_TEXTE SOURCE_.
+-------+
8. Une violation des droits de la défense, en particulier du droit d'être entendu, n'entraîne l'annulation de la décision prise au terme de la procédure administrative en cause que si, en l'absence de cette irrégularité, cette procédure pouvait aboutir à un résultat différent.

9. M. et Mme C... qui se bornent à citer les dispositions de l'article 41 de la Charte des droits fondamentaux de l'Union européenne ne font valoir, à ce titre, aucune circonstance quelconque de leur situation faisant obstacle à l'éloignement.

10. Aux termes de l'article L. 542-2 du code de l'entrée et du séjour des étrangers et du droit d'asile : " Par dérogation à l'article L. 542-1, le droit de se maintenir sur le territoire français prend fin : 1° Dès que l'Office français de protection des réfugiés et apatrides a pris les décisions suivantes : d) une décision de rejet dans les cas prévus à l'article L. 531-24 et au 5° de l'article L. 531-27 ; (...) ". Aux termes de l'article L. 531-24 du même code : " L'Office français de protection des réfugiés et apatrides statue en procédure accélérée dans les cas suivants : 1° Le demandeur provient d'un pays considéré comme un pays d'origine sûr au sens de l'article L. 531-25 ; (...) ".

11. D'une part, il résulte des dispositions précitées qu'un ressortissant étranger issu d'un pays sûr dont la demande d'asile a été rejetée selon la procédure accélérée ne bénéficie pas du droit de se maintenir sur le territoire français jusqu'à ce que la Cour nationale du droit d'asile ait statué sur son recours. En l'espèce, il n'est pas contesté que l'Office français de protection des réfugiés et apatrides a procédé à l'examen de la demande d'asile présentée par M. et Mme C... selon la procédure accélérée en application du d) du 1° de l'article L. 542-2 du code de l'entrée et du séjour des étrangers et du droit d'asile.
+-------+
_LISTE FOURNIE_.
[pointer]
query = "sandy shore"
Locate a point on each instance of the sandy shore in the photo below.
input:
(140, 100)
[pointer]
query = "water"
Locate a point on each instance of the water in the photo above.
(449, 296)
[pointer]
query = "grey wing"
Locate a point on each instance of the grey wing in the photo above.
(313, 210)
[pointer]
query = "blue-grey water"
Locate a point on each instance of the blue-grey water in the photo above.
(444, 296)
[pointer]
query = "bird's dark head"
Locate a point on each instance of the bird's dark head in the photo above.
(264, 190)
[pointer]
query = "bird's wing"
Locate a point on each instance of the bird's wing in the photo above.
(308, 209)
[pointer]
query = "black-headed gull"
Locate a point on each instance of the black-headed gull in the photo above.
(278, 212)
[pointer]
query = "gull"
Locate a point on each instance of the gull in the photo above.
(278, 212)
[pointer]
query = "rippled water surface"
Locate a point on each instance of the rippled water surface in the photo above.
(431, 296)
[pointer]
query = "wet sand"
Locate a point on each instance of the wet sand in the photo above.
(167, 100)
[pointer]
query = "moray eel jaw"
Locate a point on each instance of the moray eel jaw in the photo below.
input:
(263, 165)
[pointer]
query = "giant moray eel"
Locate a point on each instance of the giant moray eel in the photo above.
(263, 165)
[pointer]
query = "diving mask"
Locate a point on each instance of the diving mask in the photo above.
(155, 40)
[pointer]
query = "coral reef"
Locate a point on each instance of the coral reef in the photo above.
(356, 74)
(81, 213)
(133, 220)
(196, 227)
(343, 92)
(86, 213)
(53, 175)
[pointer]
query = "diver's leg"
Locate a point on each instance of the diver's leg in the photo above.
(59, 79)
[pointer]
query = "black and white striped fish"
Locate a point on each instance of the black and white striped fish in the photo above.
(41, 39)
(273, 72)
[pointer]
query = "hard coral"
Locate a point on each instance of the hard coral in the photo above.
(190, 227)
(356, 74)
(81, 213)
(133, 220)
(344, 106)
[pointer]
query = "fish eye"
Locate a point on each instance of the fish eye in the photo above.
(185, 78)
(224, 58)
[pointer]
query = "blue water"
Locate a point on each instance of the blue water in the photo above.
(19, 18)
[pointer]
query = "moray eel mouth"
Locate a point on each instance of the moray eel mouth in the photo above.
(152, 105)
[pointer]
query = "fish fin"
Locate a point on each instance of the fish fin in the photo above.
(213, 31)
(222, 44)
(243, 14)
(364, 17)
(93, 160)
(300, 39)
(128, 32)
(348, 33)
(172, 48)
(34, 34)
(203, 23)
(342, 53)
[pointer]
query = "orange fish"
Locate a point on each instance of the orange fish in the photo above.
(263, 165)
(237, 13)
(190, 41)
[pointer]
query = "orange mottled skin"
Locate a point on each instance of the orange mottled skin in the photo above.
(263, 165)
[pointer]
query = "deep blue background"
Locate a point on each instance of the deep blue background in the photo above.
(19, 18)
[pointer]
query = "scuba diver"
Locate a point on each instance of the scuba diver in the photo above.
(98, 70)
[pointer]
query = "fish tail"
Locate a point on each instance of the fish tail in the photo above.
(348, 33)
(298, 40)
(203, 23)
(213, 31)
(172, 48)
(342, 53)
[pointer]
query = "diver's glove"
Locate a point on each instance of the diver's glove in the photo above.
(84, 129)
+-------+
_CONSIGNES_.
(a) Pour chacune des affirmations suivantes, dites si elle concorde avec l'extrait sur le droit d'asile, par oui ou par non, en citant mot pour mot les termes qui tranchent : (i) une violation du droit d'être entendu entraîne dans tous les cas l'annulation de la décision ; (ii) M. et Mme C... se bornent à citer l'article 41 de la Charte des droits fondamentaux de l'Union européenne ; (iii) l'Office français de protection des réfugiés et apatrides statue en procédure accélérée lorsque le demandeur provient d'un pays d'origine sûr.
(b) Poursuivez l'extrait sur le droit d'asile à partir de la dernière phrase du point 11.

_RÉPONSES AUX CONSIGNES_.
(a)
(i) Non : « n'entraîne l'annulation de la décision prise au terme de la procédure administrative en cause que si, en l'absence de cette irrégularité, cette procédure pouvait aboutir à un résultat différent ».
(ii) Oui : « M. et Mme C... qui se bornent à citer les dispositions de l'article 41 de la Charte des droits fondamentaux de l'Union européenne ».
(iii) Oui : « L'Office français de protection des réfugiés et apatrides statue en procédure accélérée dans les cas suivants : 1° Le demandeur provient d'un pays considéré comme un pays d'origine sûr ».

(b)
12. D'autre part aux termes de l'article L. 752-5 du code de l'entrée et du séjour des étrangers et du droit d'asile : " L'étranger dont le droit au maintien sur le territoire a pris fin en application des b ou d du 1° de l'article L. 542-2 et qui fait l'objet d'une décision portant obligation de quitter le territoire français peut, dans les conditions prévues à la présente section, demander au tribunal administratif la suspension de l'exécution de cette décision jusqu'à l'expiration du délai de recours devant la Cour nationale du droit d'asile ou, si celle-ci est saisie, soit jusqu'à la date de la lecture en audience publique de la décision de la cour, soit, s'il est statué par ordonnance, jusqu'à la date de la notification de celle-ci. ".

13. L'étranger faisant l'objet d'une mesure d'éloignement qui forme un recours contre celle-ci peut, en application des articles précités, saisir le tribunal administratif de conclusions aux fins de suspension de cette mesure. A l'appui de ses conclusions, il peut se prévaloir d'éléments apparus et de faits intervenus postérieurement à la décision de rejet ou d'irrecevabilité de sa demande de protection ou à l'obligation de quitter le territoire français, ou connus de lui postérieurement. La mesure d'éloignement ne peut être mise à exécution pendant l'examen par le juge de la demande de suspension.

14. Ainsi, le demandeur d'asile dispose-t-il d'un recours juridictionnel effectif, conformément aux exigences du paragraphe 6 de l'article 46 de la directive 2013/32/UE du Parlement européen et du Conseil du 26 juin 2013 relative aux procédures communes pour l'octroi et le retrait de la protection internationale, qui permet aux États membres, dans une série d'hypothèses qui correspondent à celles qui sont prévues par les dispositions précitées, de déroger au principe du caractère suspensif du recours, à condition qu'une juridiction, saisie d'office ou par le demandeur, puisse se prononcer sur le droit au maintien sur le territoire de ce dernier jusqu'à la décision de la juridiction compétente pour se prononcer sur la demande d'asile. Par suite, le moyen tiré de ce que l'article L. 542-2 du code de l'entrée et du séjour des étrangers et du droit d'asile serait incompatible avec les objectifs et dispositions de la directive 2013/32/UE du 26 juin 2013 ne peut qu'être écarté.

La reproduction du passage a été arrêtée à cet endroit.